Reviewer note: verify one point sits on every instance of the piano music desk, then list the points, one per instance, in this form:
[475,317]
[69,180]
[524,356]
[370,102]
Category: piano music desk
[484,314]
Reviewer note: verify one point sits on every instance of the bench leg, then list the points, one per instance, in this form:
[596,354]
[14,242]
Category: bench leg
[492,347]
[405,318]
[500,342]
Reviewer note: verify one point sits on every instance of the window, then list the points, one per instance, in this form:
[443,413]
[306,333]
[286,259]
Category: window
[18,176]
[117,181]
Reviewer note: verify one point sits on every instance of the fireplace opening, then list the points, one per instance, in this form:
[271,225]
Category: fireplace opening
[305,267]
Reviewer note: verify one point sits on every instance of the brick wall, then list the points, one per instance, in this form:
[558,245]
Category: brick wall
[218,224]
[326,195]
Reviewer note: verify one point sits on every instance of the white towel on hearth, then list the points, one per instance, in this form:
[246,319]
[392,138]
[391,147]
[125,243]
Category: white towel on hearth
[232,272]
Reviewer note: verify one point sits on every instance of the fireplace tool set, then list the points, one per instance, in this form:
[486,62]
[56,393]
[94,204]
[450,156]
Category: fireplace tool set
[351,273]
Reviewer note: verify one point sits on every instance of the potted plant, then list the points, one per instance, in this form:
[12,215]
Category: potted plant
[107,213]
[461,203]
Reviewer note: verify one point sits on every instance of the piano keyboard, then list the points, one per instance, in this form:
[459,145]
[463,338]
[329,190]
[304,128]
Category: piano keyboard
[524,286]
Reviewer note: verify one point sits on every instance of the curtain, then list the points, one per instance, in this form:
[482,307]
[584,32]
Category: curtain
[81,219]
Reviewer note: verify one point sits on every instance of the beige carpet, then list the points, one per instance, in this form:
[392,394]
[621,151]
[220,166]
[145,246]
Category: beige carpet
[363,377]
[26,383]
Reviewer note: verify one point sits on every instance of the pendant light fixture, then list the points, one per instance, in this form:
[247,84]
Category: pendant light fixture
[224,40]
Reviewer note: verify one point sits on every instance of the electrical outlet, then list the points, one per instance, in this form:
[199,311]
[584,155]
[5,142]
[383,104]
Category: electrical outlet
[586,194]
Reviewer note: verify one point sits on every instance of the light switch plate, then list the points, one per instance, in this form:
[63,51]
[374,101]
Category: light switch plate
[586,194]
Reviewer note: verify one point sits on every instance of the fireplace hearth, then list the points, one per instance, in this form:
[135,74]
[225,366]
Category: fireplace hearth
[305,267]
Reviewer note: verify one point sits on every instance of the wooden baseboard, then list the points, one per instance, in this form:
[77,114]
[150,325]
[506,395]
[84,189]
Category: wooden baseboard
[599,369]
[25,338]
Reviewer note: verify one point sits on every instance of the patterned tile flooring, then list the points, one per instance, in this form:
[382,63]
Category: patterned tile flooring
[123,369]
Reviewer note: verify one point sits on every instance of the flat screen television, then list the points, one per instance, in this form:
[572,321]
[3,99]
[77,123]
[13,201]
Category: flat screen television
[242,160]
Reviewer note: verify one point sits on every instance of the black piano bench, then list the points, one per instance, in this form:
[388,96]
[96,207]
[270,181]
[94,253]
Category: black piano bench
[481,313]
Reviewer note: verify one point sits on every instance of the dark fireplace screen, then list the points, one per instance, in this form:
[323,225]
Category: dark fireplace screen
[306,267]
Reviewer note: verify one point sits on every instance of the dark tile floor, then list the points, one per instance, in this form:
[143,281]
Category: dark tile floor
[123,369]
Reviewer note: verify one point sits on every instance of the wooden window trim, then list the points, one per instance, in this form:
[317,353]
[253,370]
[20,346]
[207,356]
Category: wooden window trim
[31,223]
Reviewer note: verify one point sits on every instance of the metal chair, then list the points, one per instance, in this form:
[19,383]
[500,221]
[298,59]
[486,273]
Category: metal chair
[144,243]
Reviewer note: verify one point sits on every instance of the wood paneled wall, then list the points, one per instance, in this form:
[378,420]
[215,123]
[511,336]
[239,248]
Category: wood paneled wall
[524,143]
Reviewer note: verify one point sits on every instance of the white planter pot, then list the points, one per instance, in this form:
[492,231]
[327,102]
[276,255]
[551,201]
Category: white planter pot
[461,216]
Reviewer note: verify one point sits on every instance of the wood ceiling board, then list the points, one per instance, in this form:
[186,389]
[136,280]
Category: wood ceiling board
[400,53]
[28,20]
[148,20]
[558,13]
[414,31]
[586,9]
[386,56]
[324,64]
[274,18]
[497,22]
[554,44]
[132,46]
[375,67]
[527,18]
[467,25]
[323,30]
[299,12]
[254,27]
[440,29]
· · · ·
Exercise prompt –
Repeat, without changes, every line from the one that contains "of the metal" through the final line of the data.

Correct answer –
Reviewer note: verify one point sits on every instance of the metal chair, then list the points, one per instance, in this form:
[19,383]
[500,221]
[298,59]
[486,273]
Category: metal chair
[144,243]
Reviewer note: verify one point sits on every instance of the wood paneled wall, then list the points, one per instance, in this form:
[378,420]
[215,123]
[511,336]
[239,248]
Category: wood paneled wall
[524,143]
Reviewer note: verify one point sits on every instance of the white planter pot, then list the points, one per instance, in this form:
[492,231]
[327,102]
[276,255]
[551,201]
Category: white planter pot
[461,216]
Reviewer note: verify one point sits on every instance of the wood ceiling board, then list the points, one per instance, in this form:
[186,389]
[136,280]
Category: wood ceiling board
[400,53]
[28,20]
[148,20]
[558,13]
[414,31]
[586,9]
[386,56]
[324,64]
[274,18]
[497,22]
[554,44]
[132,46]
[375,67]
[527,18]
[467,25]
[323,30]
[299,12]
[254,27]
[440,29]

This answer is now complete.